**INSTRUÇÃO ESCRITA 1:** Com base na entrevista, explica porque é que o entrevistado se divide por cidades costeiras. Responde em uma a três frases.
**INSTRUÇÃO ESCRITA 2:** Continua a entrevista a partir da última frase apresentada.

**EXCERTO DA ENTREVISTA:**

BH: Sou natural da Ilha de Luanda, a minha base. Sempre que estou em Angola, é na Ilha que me sinto em casa, junto dos meus pais, mas não passo mais de dois meses aqui, porque viajo constantemente. Fiquei muito ligado às cidades onde estudei. Quando saí de Angola, fui primeiro para Nice para uma Escola de Artes, e depois para o Mónaco, onde fiz o curso no Le Pavillon Bosio, a Escola Superior de Artes Plásticas. Considero o Mónaco e Nice, onde também tenho um atelier, como cidades satélite, e passo lá o resto do ano. Acabo por me dividir por cidades costeiras, por ter uma necessidade de ver o mar, e o sul de França, com palmeiras, remete-me para a Ilha. Já não consigo ficar apenas num sítio… é incrível, mas se estou a pintar na Ilha penso que tenho de ir buscar um pincel a Nice. Por vezes, é com se não houvesse distâncias, sinto que há cada vez menos barreiras e fronteiras num mundo global, em que tudo se torna mais acessível e em que estamos todos ligados.


CH: A relação familiar é muito importante para ti, pelo facto de viveres com os teus pais sempre que estás em Luanda?

BH: Sim, é. Nasci na parte de baixo desta casa, e quando comecei a trabalhar decidi reconstruir a parte de cima. Agora estou a fazer obras no terceiro piso, onde vai ser o meu futuro atelier, mais amplo do que o estúdio onde trabalho agora, aqui em casa. É quase como o Andy Warhol que vivia com a mãe, e o irmão (risos). Sei que quando acordo, as primeiras pessoas que vejo são os meus pais. Isso é importante, porque eles dão-me uma força enorme para trabalhar e sempre acreditaram em mim. E há também o lado de partilha. Por exemplo, estou agora a ler um livro antigo, que comprei em Portugal, sobre a história de Angola. Num dos capítulos fala sobre a açucareira do Caxito, onde o meu pai trabalhou. Estamos sempre a conversar, ele explica-me o que aconteceu, conta-me histórias, rimos juntos.


CH: E foi por influência da tua mãe que seguiste a aérea das artes.

BH: A minha mãe era costureira. Na minha infância via-a transformar tecidos em batas escolares, o que achava espantoso. O país passou muito tempo em guerra, havia dificuldades na alimentação e em casa éramos 10 filhos. A minha mãe procurava formas de nos dar a melhor alimentação possível, mas eu sabia que estávamos com dificuldades, o meu pai trabalhava dia e noite. Uma vez, ela calçou-me umas meias com cores diferentes, julgo que uma vermelha e uma verde. Lembro-me de lhe dizer que estavam ao contrário, mas na realidade não tínhamos meias, e ela respondeu-me: “é para afugentar os monstros”. No meio dessas dificuldades, ela estava sempre a tentar fazer-me rir. Julgo que essa criatividade da minha mãe me influenciou, quer para se desdobrar para nos sustentar, quer para nos fazer esquecer as contrariedades. Os meus pais apoiaram-me de forma natural quando decidi ir para França estudar artes, o que foi algo extraordinário. Nos anos 90, com Angola em conflito armado, um filho dizer aos pais que iria seguir essa área, seria de imediato dissuadido para fazer antes Direito ou Engenharia. O meu pai, pelo contrário, disse-me: “não me interessa o que queres fazer, desde que sejas o melhor. Se tu decidires fazer fósforos, eu quero que faças o melhor do mundo. Vai e tenta ser o melhor artista”. Acabei sendo o segundo melhor aluno do curso na Escola Superior do Mónaco, e recebi prémios.

**MATERIAL:**

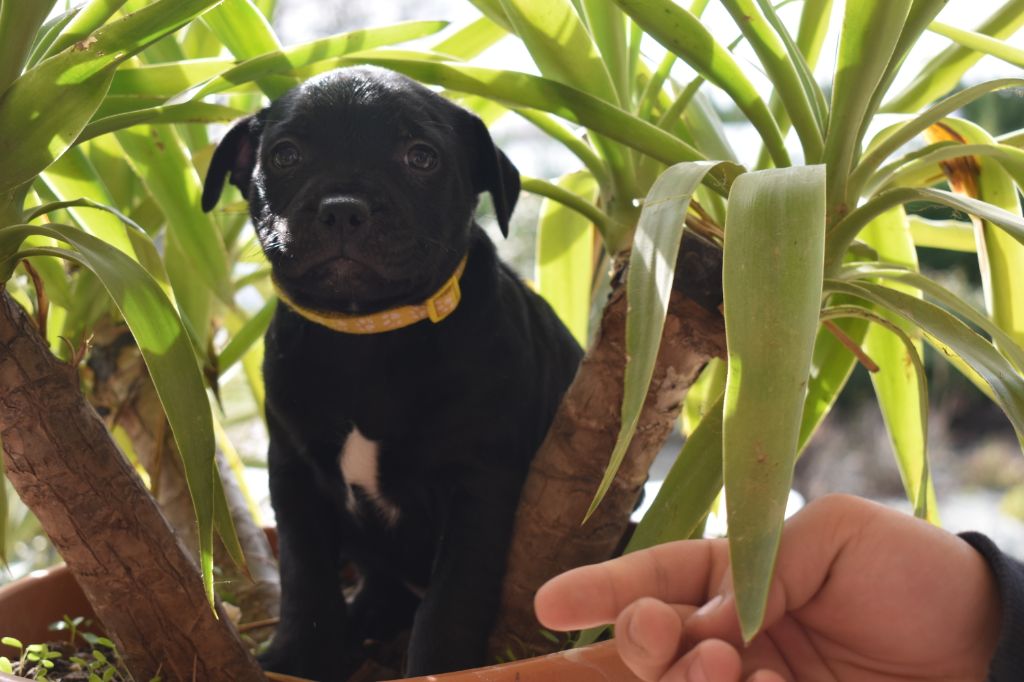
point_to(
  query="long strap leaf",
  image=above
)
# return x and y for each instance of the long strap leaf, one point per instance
(652, 265)
(168, 354)
(772, 270)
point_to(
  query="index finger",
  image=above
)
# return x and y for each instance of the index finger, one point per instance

**RESPOSTA FINAL 1:** O entrevistado divide-se por cidades costeiras porque tem necessidade de ver o mar. Além disso, o sul de França, com palmeiras, remete-o para a Ilha de Luanda, de onde é natural.

**RESPOSTA FINAL 2:**
CH: E quando é que surge a tua primeira exposição?

BH: Foi ainda durante a faculdade. Fui convidado para realizar um trabalho de cenografia, com a cenógrafa Macha Makeieff, na exposição Jacques Tati, na Cinemateca Francesa em Paris. A mostra foi um sucesso, e foi aí que conheci os fabricantes e editores de mobiliário de design Domeau & Pérès, que representam nomes como Philippe Starck ou Pharrell Williams. Nessa altura construi uma série de cadeiras com teclados de computador, sob o título Moye. O Bruno Domeau e o Philippe Pérès começaram a editar as minhas cadeiras. Ter feito isso com estes editores foi fantástico! Não me considero designer, eu experimento novas situações e estou sempre a questionar sobre um projecto, ou sobre o que é a arte, tal como o Marcel Duchamp com o urinol, ou a Joana Vasconcelos que faz sapatos com tampas de panelas. Até onde é que podemos chegar? Nessa mesma altura também fui convidado para fazer um videoclip para o M, um cantor francês… foi assim que tudo começou, e agora já ando a pensar no que vou produzir para 2017, perante tantos convites.


CH: Em todo o teu trabalho, independentemente do formato em que é apresentado, fazes sempre essas questões? É fácil obteres respostas?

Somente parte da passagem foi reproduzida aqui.